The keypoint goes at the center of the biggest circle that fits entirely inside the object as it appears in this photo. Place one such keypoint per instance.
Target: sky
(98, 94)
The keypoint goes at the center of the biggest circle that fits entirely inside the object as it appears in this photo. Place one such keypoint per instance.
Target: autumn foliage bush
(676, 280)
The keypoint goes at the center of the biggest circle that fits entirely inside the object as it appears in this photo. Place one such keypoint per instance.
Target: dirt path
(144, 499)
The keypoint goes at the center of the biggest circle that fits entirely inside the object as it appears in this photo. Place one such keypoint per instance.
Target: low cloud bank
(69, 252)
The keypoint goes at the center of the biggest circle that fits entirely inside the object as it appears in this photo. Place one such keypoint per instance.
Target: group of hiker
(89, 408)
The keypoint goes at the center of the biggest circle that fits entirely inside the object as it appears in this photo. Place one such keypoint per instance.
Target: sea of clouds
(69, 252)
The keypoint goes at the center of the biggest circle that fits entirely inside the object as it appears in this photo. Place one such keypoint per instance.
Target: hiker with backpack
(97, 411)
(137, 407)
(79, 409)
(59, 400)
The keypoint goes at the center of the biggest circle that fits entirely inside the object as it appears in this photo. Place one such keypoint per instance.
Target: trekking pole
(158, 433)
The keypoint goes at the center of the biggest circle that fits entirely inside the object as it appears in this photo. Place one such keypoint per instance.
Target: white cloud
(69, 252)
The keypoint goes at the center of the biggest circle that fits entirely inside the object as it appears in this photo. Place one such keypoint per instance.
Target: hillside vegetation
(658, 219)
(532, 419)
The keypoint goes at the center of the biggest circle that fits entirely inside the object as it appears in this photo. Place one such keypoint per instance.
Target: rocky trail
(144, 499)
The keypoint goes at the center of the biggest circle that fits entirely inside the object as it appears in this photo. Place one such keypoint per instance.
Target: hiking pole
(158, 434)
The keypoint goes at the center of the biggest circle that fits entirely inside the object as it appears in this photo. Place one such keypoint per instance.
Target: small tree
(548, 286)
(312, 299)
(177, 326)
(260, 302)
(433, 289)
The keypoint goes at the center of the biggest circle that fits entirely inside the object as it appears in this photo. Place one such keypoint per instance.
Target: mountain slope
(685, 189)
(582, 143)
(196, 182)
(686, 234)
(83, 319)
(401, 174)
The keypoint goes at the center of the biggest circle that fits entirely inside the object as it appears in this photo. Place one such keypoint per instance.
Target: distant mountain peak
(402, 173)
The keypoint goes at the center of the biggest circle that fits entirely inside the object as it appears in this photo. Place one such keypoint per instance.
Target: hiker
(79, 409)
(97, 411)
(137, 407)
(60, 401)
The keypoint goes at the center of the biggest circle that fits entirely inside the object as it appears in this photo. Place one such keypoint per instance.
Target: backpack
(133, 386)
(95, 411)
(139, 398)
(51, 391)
·····
#### [TRY IT]
An identical copy of the entries above is the expected result.

#### [WRITTEN SOLUTION]
The keypoint goes at the center of the biggest circle that fits entirely inside the object as it appears in this photo. Place one such keypoint per instance.
Target: sky
(98, 94)
The keypoint goes at the center of the biggest circle that fits entirely inside the object as it appears in this photo. Place one such keypoint per instance.
Target: autumn foliage bush
(676, 280)
The keypoint goes at the center of the biggest circle that fits entirely inside the object as it appears in this photo. Place one such keypoint per instance.
Target: dirt path
(144, 499)
The keypoint goes at the center of the biggest circle that fits entirely inside the object as it appears in this photo. Place one such keypoint per instance.
Target: low cloud bank
(69, 252)
The keypoint goes at the center of the biggest circle that fits entirely inside the object as it appears in this photo. Place one such keypoint per instance.
Target: group of hiker
(89, 408)
The keypoint goes at the center of the biggest circle that fits entirely inside the object as it appears in this photo. Place one such keypoint per instance.
Target: sea of clouds
(69, 252)
The keypoint goes at the center of the biggest circle that fits entirely inside the object as it appears in this photo. Place one such keypoint per instance.
Target: hiker with backpack
(97, 411)
(137, 407)
(79, 409)
(59, 400)
The keypoint goes at the center of the biggest circle that fits entirely inside the object as it appears in this photo. Place one such keypoint per instance.
Target: trekking pole
(158, 433)
The keypoint goes at the center of the biggest circle that fits entirely inside the object as it appears in this photo. Place one such keypoint per instance.
Target: white cloud
(69, 252)
The keypoint goes at the center of the biggest circle that fits entirely inside the object as it appears in this photo. Place one such keypoint per instance.
Target: hillside vegetation
(658, 219)
(532, 419)
The keypoint goes at the center of the biggest circle that fits entirely inside the object as it appears in this photo. Place one such keypoint per instance.
Target: rocky trail
(144, 499)
The keypoint goes at the center of the biggest circle that fits entirely inside the object as it appears in this photo. Place one such keypoint per instance.
Target: hiking pole
(158, 434)
The keypoint goes at the center of the biggest circle that fits entirely inside the object as it appears in this photo. Place one such keypoint per instance.
Target: small tree
(548, 286)
(312, 299)
(177, 326)
(260, 302)
(433, 289)
The keypoint goes at the center of the biggest circle that fits entirely inside the object as it appears in this photo. Place one such keypoint per instance.
Target: mountain slope
(685, 189)
(582, 143)
(196, 182)
(686, 234)
(83, 319)
(401, 174)
The keypoint goes at the center of the biggest circle that fits entirely inside the object as it appears in this photo. Place one such keypoint per instance.
Target: distant mountain peak
(402, 173)
The keypoint goes at the center of the biggest circle that fits entirely inside the object as it appears in this photo. Place one such keypoint per instance.
Target: hiker
(79, 409)
(97, 411)
(137, 407)
(60, 401)
The keypoint goes at the center of the biggest circle that fits entirely inside the object as it appears in this photo. Place one such keypoint per instance.
Target: backpack
(133, 386)
(95, 411)
(139, 398)
(51, 391)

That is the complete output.